● **Instructions to follow**:
Can you reproduce every one of the records below word for word, keeping each line unchanged?

Location identification items
☆ ☆ ☆ ☆ ☆

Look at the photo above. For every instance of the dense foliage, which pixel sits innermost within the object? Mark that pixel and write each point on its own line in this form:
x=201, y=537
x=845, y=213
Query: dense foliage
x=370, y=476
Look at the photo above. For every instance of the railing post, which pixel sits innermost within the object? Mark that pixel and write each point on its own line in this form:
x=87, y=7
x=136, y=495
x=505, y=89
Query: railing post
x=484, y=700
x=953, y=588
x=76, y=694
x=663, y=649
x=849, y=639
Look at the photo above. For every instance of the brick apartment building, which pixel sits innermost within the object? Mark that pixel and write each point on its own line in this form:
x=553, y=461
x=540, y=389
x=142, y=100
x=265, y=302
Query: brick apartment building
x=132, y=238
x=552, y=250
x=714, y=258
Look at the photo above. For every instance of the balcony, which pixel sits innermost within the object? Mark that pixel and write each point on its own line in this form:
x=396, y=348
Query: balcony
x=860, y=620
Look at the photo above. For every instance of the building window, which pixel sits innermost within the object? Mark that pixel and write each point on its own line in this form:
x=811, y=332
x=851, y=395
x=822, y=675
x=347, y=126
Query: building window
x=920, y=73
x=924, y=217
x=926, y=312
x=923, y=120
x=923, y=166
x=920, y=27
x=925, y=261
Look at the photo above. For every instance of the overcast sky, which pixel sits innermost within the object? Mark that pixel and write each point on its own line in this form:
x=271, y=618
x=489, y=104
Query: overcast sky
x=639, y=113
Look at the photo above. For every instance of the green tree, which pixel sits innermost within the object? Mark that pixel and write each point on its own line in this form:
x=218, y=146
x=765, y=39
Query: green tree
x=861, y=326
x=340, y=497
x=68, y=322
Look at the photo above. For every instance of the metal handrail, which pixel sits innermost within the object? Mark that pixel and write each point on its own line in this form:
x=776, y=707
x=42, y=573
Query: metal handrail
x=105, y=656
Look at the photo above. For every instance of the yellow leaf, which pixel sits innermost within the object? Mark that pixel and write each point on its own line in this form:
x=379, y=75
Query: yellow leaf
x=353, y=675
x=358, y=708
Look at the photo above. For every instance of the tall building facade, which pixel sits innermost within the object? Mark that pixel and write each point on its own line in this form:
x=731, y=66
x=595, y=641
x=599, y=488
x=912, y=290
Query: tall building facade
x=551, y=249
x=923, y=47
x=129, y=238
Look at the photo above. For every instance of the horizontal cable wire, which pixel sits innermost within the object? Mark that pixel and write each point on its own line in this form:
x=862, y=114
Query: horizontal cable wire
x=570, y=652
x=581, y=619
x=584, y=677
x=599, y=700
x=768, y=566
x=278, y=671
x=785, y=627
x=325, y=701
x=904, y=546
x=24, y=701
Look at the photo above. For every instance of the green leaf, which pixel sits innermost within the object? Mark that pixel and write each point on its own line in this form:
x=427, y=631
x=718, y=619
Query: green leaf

☆ ☆ ☆ ☆ ☆

● **Result of the task**:
Look at the photo above. For every instance of the dense foliage, which pixel sits innermost within the object? Mark that pixel and write each point on its own line in this form:
x=201, y=537
x=845, y=213
Query: dense foliage
x=370, y=476
Look at the photo above. For every instance of the railing post, which pixel sits innermost within the object? Mark that pixel and write each point on its own line in this form:
x=87, y=7
x=136, y=495
x=505, y=89
Query: railing post
x=484, y=700
x=953, y=588
x=76, y=694
x=663, y=649
x=849, y=639
Look at the photo above. For every instance of the brick apartment building, which pixel sits innermost within the object? Mark that pixel and write each point on its own line in this form:
x=553, y=461
x=540, y=389
x=142, y=100
x=265, y=302
Query: brick apartment building
x=132, y=238
x=552, y=250
x=714, y=258
Look at the photo above. For every instance of the balcony, which pixel sits innermost within the object? Mark that pixel and write each point on its own line in this form:
x=396, y=348
Query: balcony
x=860, y=620
Look at the photo above. For every instance of the building window, which pixel sits innermost within the object? Mark that pixel and write each point on its own line in this form:
x=811, y=332
x=851, y=395
x=822, y=675
x=347, y=126
Query: building window
x=920, y=73
x=924, y=217
x=926, y=312
x=923, y=120
x=923, y=166
x=920, y=27
x=925, y=261
Look at the photo above. For every instance of the overcast sky, which pixel sits innermost within the object? Mark that pixel and write each point on its own line in this form:
x=271, y=618
x=489, y=104
Query: overcast sky
x=639, y=113
Look at the photo above. For every instance of the green tree, which pixel sits innermost within the object? Mark that pixel and write each point on its own line in this form:
x=218, y=146
x=765, y=39
Query: green tree
x=861, y=326
x=340, y=497
x=68, y=322
Look at the photo above. For every instance of the metal handrail, which pixel sits innermost within the object? Mark that pixel and write each point on its own line in this form:
x=776, y=707
x=42, y=573
Query: metal handrail
x=105, y=656
Look at the photo above. For every instance of the yellow leaf, which pixel sits innermost within the object? Mark that pixel and write each point on its own line in this form:
x=379, y=75
Query: yellow leaf
x=353, y=675
x=358, y=708
Look at the photo above. For every instance of the tall building facade, which pixel sits innermost within the object? Mark that pixel and write each point on its own line in this form:
x=731, y=66
x=595, y=641
x=599, y=488
x=912, y=290
Query: tall building facade
x=551, y=249
x=923, y=47
x=129, y=238
Look at the photo above. For every instance of the horizontal cable wire, which pixel sits innermost within the object? Mark that pixel and write each point on its own line in this form:
x=862, y=114
Query: horizontal cable wire
x=570, y=652
x=581, y=619
x=584, y=677
x=599, y=700
x=768, y=566
x=278, y=671
x=785, y=627
x=325, y=701
x=904, y=546
x=24, y=701
Look at the photo above. For every instance of the green leaf, which pixel sits innermost within the object? Mark that pixel and write each point on its own line in this form:
x=427, y=631
x=718, y=619
Query: green leaf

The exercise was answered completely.